» **What you should do**:
Copy every record exactly.

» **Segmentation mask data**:

# # # # # # #

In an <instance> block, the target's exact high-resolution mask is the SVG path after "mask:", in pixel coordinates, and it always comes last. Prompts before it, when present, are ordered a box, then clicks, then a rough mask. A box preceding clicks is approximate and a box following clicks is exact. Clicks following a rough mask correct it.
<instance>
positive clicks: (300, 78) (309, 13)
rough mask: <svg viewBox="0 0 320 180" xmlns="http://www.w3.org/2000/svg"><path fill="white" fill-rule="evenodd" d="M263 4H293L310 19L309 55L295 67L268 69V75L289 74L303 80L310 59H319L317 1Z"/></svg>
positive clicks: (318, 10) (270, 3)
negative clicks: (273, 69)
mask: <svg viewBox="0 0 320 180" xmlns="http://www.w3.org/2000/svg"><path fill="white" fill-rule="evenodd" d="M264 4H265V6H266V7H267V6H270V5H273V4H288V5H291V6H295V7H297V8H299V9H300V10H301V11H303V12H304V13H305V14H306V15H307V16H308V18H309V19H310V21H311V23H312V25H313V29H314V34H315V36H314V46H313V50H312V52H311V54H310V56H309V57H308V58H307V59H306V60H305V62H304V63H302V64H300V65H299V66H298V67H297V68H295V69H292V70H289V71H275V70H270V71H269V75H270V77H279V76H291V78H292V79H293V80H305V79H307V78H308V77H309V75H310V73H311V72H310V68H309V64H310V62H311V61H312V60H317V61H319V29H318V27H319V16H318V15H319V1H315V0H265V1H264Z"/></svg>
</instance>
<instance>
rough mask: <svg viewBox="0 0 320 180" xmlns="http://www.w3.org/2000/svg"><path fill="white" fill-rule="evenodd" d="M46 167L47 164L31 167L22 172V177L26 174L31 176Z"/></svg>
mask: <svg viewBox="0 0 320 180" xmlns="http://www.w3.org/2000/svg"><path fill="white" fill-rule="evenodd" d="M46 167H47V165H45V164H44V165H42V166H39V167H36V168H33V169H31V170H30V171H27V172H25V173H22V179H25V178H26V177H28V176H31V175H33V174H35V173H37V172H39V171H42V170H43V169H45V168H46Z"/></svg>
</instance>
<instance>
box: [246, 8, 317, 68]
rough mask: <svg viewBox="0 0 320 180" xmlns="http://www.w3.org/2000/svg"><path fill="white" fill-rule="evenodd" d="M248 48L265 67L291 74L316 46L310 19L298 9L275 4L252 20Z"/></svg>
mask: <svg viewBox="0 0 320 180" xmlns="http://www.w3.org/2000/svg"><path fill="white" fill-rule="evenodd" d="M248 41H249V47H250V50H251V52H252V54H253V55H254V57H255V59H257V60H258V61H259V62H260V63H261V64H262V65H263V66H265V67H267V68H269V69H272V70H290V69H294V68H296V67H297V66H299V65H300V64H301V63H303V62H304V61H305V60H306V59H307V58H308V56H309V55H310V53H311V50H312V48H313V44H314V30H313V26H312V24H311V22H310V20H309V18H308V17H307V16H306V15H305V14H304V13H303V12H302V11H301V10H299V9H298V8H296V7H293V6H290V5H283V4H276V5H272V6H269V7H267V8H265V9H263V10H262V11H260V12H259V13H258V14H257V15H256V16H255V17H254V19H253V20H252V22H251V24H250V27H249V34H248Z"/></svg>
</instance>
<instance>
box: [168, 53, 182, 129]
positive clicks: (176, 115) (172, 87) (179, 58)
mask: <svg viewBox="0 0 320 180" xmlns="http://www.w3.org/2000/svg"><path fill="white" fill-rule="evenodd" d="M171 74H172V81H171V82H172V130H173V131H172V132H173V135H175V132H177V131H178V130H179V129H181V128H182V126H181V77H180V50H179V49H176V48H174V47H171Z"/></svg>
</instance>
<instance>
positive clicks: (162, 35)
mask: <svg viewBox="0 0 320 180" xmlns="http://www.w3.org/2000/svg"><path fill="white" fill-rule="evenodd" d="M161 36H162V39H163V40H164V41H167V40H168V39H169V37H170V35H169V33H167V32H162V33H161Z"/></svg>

# # # # # # #

» **Written response**:
In an <instance> block, the target's exact high-resolution mask is the SVG path after "mask:", in pixel coordinates, and it always comes last. Prompts before it, when present, are ordered a box, then clicks, then a rough mask. A box preceding clicks is approximate and a box following clicks is exact. Clicks following a rough mask correct it.
<instance>
positive clicks: (300, 78) (309, 13)
rough mask: <svg viewBox="0 0 320 180" xmlns="http://www.w3.org/2000/svg"><path fill="white" fill-rule="evenodd" d="M263 4H293L310 19L309 55L295 67L268 69V75L289 74L303 80L310 59H319L317 1Z"/></svg>
positive clicks: (318, 10) (270, 3)
negative clicks: (273, 69)
mask: <svg viewBox="0 0 320 180" xmlns="http://www.w3.org/2000/svg"><path fill="white" fill-rule="evenodd" d="M264 4H265V6H266V7H267V6H270V5H273V4H288V5H291V6H295V7H297V8H299V9H300V10H301V11H303V12H304V13H305V14H306V15H307V16H308V18H309V19H310V21H311V23H312V25H313V29H314V34H315V36H314V46H313V50H312V52H311V54H310V56H309V57H308V58H307V59H306V60H305V62H304V63H302V64H300V65H299V66H298V67H297V68H295V69H292V70H289V71H275V70H270V71H269V75H270V77H279V76H291V78H292V79H293V80H305V79H307V78H308V77H309V75H310V73H311V72H310V68H309V64H310V62H311V61H312V60H317V61H319V29H318V27H319V16H318V15H319V1H315V0H265V1H264Z"/></svg>
</instance>
<instance>
rough mask: <svg viewBox="0 0 320 180" xmlns="http://www.w3.org/2000/svg"><path fill="white" fill-rule="evenodd" d="M46 167L47 164L31 167L22 172V177L26 174L31 176Z"/></svg>
mask: <svg viewBox="0 0 320 180" xmlns="http://www.w3.org/2000/svg"><path fill="white" fill-rule="evenodd" d="M46 167H47V165H45V164H44V165H42V166H39V167H36V168H33V169H31V170H30V171H27V172H25V173H22V179H25V178H26V177H28V176H31V175H33V174H35V173H37V172H39V171H42V170H43V169H45V168H46Z"/></svg>
</instance>
<instance>
box: [246, 8, 317, 68]
rough mask: <svg viewBox="0 0 320 180" xmlns="http://www.w3.org/2000/svg"><path fill="white" fill-rule="evenodd" d="M248 48L265 67L291 74L316 46L310 19L298 9L275 4L252 20Z"/></svg>
mask: <svg viewBox="0 0 320 180" xmlns="http://www.w3.org/2000/svg"><path fill="white" fill-rule="evenodd" d="M248 41H249V47H250V50H251V52H252V54H253V55H254V57H255V59H257V60H258V61H259V62H260V63H261V64H262V65H263V66H265V67H267V68H269V69H272V70H290V69H294V68H296V67H297V66H299V65H300V64H301V63H303V62H304V61H305V60H306V59H307V58H308V56H309V55H310V53H311V50H312V48H313V44H314V30H313V26H312V24H311V22H310V20H309V18H308V17H307V16H306V15H305V14H304V13H303V12H302V11H301V10H299V9H298V8H296V7H293V6H290V5H283V4H276V5H272V6H269V7H267V8H265V9H263V10H262V11H260V12H259V13H258V14H257V15H256V16H255V17H254V19H253V20H252V22H251V24H250V27H249V34H248Z"/></svg>
</instance>
<instance>
box: [168, 53, 182, 129]
positive clicks: (176, 115) (172, 87) (179, 58)
mask: <svg viewBox="0 0 320 180" xmlns="http://www.w3.org/2000/svg"><path fill="white" fill-rule="evenodd" d="M171 74H172V81H171V82H172V130H173V131H172V132H173V135H175V132H177V131H178V130H179V129H181V128H182V126H181V77H180V50H179V49H176V48H174V47H171Z"/></svg>
</instance>
<instance>
positive clicks: (162, 35)
mask: <svg viewBox="0 0 320 180" xmlns="http://www.w3.org/2000/svg"><path fill="white" fill-rule="evenodd" d="M161 36H162V39H163V40H164V41H167V40H168V39H169V37H170V35H169V33H167V32H162V33H161Z"/></svg>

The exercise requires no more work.